In captivity, newly hatched members of the V. prasinus species complex often refuse food for more than two weeks, although force feeding may be recommended before then and until they begin feeding by themselves.

Like other monitor lizards, this species is highly intelligent amongst reptiles, and like others of the V. prasinus species complex, demonstrates complex problem solving abilities, fine motor coordination, and skilled forelimb movements when hunting prey. When it cannot reach prey in tight crevices and hole with its jaws, it will instead extract prey by reaching for it with a forelimb and hooking it out with its claws, allowing it to exploit a wider range of niches.

==Predators==
V. beccarii is preyed upon by larger lizards and snakes, as well as foxes, which were introduced to the region. It is also hunted by humans. The hunting threat by humans has gone down, but humans still are a threat.

==Reproduction==
Little is known about the reproduction of V. beccarii in the wild. Some report that this species and the rest of the V. prasinus species complex lay their eggs in arboreal termite nests. The surfaces of such nests would be relatively dry, despite very high relative humidity.

===Breeding in captivity===
Captive breeding of V. beccarii has been met with mixed success. A common problem is the death of embryos shortly prior to hatching. Possible causes include substrate humidity being too high at least at the last third of the incubation period, nutritional deficits of minerals and vitamins experienced by the mother prior to laying, or an increased gestation period due to lack of suitable sites for laying thus causing thickened eggshells too difficult to be broken to hatch. The study below suggests that the latter is likely not the case as eggshells were not particularly thick compared to the successfully hatched eggs of other tree monitors, and dead embryos had not yet begun attempting to perforate the shell. Incubation with dryer substrate or even suspended without substrate might possibly be better alternatives, to replicate the conditions of termite nests. However failures even when eggs are suspended are reported as well.
___
EXERCISE SET
[A] Write out the stretch of the V. beccarii passage from "In captivity, newly" through "range of niches.", word for word.
[B] List every predator of V. beccarii that the V. beccarii passage names.
[C] Carry on the V. beccarii passage from the point where it stops.
The lines after this are separate material, unconnected to the V. beccarii passage.

COLLECTED DATA
___
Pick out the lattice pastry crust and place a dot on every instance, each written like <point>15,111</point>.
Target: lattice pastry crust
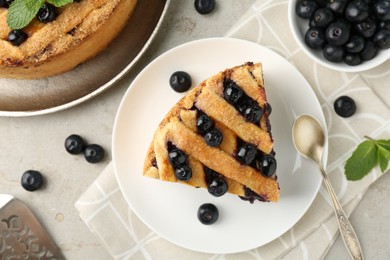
___
LIST OF ANSWERS
[A]
In captivity, newly hatched members of the V. prasinus species complex often refuse food for more than two weeks, although force feeding may be recommended before then and until they begin feeding by themselves.

Like other monitor lizards, this species is highly intelligent amongst reptiles, and like others of the V. prasinus species complex, demonstrates complex problem solving abilities, fine motor coordination, and skilled forelimb movements when hunting prey. When it cannot reach prey in tight crevices and hole with its jaws, it will instead extract prey by reaching for it with a forelimb and hooking it out with its claws, allowing it to exploit a wider range of niches.

[B] Larger lizards, snakes, foxes, humans

[C]
Courtship involves the larger male aggressively chasing after the smaller female. Copulation may occur while suspended off the ground, and can last for two hours. Eggs are buried by the female in damp substrate. After hatching, the neonate may refuse food for more than 2 weeks, although force feeding may be recommended before then and until they begin feeding by themselves.

In one study, three eggs were incubated in moistened vermiculite. Incubator humidity was set at 85%, while the relative humidity was 95%. Incubator temperature was 30.5C, and substrate surface temperature was 30C. By 161 days, all three embryos had fully developed, although only one survived, and only after it was forcibly hatched and taken out of the egg, after which it was further incubated with the yolk sac still intact.

A cooked puree was force fed daily, consisting of 25% (by weight) egg, 50% insects, and 25% banana and spinach, plus supplements such as calcium citrate and Herpetal Complete T. This was further supplemented by beef, chicken, and live flies. The plant matter was included to increase levels of carbohydrate and fibers. Growth of the hatchling was slow, and after 147 days only grew from 7.9g to 13.8g, but was otherwise a very active and alert monitor. The study further evaluates that force feeding was likely not necessary as its weight greatly varied even after beginning to feed on its own.

==Conservation==
As of 2020, the species V. beccarii is listed as "data deficient" on the IUCN Red List, as insufficient information is available to make reliable population assessments. Deforestation, encroachment by farmland, and the international pet trade are noted as possible current threats.